*WORK REQUEST*. Go through the entries below and pick out every line with "dessert".

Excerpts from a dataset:

====================

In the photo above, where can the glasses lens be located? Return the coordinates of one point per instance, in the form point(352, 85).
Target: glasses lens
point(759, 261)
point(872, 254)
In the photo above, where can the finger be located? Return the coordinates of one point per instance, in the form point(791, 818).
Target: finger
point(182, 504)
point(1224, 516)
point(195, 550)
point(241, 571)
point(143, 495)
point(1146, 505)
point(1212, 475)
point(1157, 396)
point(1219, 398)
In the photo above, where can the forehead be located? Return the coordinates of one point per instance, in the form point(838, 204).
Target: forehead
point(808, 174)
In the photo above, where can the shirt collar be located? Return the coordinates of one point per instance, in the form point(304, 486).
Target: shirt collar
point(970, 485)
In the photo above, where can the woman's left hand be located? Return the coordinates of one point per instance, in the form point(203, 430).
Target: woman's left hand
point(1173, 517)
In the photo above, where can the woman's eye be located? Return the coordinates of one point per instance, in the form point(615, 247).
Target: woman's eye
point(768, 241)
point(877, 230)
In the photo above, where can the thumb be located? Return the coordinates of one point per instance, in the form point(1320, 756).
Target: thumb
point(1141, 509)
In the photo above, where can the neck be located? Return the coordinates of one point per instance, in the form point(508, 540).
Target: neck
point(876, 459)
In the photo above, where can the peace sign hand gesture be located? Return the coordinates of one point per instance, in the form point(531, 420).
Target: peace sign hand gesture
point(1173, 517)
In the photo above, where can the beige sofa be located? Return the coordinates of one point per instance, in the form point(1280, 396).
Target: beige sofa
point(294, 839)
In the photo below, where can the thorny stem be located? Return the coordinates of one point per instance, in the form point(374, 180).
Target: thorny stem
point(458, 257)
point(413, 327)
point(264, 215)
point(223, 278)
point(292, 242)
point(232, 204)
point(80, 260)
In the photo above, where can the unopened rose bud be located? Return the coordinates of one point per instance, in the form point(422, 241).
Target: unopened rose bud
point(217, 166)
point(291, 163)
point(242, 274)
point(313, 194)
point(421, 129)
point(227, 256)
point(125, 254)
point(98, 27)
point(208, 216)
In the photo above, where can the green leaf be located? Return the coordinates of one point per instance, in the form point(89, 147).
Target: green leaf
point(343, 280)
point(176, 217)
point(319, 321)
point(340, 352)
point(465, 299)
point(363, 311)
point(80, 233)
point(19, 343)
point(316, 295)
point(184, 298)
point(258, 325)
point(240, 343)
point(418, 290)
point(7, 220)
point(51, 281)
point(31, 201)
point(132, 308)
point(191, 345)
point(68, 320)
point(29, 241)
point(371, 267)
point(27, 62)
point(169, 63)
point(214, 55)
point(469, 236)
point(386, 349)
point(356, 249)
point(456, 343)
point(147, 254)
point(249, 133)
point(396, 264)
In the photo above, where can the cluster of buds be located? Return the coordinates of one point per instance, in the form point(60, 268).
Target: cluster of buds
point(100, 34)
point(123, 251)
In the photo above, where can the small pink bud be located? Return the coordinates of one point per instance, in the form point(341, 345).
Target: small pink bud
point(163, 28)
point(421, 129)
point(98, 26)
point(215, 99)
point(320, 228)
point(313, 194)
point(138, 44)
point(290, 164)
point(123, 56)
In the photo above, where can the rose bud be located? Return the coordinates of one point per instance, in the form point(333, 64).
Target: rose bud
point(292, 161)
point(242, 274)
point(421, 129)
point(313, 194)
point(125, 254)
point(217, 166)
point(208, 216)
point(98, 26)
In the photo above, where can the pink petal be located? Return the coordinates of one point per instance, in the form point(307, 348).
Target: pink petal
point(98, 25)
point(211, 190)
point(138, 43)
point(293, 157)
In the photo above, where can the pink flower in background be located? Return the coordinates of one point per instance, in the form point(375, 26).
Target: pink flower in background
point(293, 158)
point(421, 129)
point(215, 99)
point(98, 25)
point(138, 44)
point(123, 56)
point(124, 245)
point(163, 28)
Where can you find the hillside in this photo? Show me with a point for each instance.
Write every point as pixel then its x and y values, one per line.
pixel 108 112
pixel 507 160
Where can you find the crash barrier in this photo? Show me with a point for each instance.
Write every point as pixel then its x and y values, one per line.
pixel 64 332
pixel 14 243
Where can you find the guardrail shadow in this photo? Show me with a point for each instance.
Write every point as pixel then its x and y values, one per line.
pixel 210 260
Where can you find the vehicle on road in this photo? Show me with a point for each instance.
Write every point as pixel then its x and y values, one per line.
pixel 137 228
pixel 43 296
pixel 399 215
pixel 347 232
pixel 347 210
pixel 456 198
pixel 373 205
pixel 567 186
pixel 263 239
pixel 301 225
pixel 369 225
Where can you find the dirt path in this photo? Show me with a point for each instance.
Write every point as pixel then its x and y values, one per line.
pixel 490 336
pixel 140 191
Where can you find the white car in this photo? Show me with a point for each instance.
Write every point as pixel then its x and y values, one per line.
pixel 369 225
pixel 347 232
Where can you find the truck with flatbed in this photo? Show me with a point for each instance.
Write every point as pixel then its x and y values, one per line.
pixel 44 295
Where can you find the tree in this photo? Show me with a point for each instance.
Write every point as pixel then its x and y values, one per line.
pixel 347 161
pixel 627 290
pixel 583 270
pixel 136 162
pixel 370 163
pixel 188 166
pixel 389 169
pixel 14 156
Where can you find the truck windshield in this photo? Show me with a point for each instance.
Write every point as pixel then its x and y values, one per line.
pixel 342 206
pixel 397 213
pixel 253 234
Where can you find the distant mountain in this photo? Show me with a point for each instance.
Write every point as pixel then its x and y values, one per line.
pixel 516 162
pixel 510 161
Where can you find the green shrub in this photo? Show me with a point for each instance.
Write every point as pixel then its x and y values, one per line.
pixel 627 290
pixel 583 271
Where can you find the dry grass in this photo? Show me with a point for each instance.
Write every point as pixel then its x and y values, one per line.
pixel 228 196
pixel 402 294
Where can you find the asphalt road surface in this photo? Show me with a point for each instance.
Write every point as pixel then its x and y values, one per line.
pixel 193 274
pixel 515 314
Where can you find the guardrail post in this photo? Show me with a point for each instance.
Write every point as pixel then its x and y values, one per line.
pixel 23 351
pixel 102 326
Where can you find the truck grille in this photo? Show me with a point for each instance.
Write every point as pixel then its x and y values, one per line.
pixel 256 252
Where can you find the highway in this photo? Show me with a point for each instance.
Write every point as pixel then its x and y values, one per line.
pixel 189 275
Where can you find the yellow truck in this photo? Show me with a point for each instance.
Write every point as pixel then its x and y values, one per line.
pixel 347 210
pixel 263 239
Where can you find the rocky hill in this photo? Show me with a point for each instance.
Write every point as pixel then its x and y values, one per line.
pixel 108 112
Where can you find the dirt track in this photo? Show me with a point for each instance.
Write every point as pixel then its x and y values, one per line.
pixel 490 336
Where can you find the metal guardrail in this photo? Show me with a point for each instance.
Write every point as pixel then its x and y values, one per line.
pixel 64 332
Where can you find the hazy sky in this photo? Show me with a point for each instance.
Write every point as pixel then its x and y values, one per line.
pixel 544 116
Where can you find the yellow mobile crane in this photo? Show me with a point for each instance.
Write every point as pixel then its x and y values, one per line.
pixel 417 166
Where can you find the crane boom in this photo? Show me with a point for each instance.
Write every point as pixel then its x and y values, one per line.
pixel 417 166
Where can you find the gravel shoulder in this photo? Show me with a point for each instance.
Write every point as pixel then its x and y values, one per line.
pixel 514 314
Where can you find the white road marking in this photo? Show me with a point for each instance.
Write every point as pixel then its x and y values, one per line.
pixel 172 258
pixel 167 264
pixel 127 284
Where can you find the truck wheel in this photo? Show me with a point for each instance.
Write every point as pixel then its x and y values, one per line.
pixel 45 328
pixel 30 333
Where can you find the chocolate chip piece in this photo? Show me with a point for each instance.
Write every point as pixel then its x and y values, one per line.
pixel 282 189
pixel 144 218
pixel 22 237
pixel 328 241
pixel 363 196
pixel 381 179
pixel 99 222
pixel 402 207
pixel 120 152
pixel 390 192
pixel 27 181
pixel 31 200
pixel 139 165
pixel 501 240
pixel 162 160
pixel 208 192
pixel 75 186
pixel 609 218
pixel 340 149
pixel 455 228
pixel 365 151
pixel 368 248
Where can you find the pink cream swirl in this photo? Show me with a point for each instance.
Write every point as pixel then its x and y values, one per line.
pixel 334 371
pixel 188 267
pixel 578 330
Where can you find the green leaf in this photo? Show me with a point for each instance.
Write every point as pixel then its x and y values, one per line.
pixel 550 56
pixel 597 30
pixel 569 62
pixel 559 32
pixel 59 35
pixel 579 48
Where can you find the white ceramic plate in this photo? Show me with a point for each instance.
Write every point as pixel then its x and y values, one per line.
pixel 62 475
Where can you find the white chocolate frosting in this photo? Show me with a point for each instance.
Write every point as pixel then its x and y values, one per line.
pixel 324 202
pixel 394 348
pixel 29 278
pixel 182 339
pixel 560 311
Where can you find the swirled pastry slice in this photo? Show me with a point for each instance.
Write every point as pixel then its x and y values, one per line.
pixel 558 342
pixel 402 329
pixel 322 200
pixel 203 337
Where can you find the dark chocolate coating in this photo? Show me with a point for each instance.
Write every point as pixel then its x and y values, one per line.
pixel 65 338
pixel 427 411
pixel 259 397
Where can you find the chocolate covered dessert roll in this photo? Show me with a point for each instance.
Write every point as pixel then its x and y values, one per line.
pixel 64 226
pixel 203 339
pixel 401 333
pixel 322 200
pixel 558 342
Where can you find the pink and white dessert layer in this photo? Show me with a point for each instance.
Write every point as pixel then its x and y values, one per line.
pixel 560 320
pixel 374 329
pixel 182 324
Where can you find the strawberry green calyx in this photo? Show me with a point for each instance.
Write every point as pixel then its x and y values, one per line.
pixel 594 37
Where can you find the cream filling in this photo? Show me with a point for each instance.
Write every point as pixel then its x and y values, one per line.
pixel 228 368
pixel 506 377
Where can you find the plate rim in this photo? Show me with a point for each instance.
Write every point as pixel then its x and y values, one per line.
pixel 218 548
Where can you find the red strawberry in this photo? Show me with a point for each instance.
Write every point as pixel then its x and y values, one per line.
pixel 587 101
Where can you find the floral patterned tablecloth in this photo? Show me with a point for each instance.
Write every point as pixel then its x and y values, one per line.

====================

*TASK RESULT*.
Where can you find the chocolate covered dessert roll in this photo? Show me with a point for each instance.
Where can you find the pink and white dessert layer in this photo? Show me with a point for each instance.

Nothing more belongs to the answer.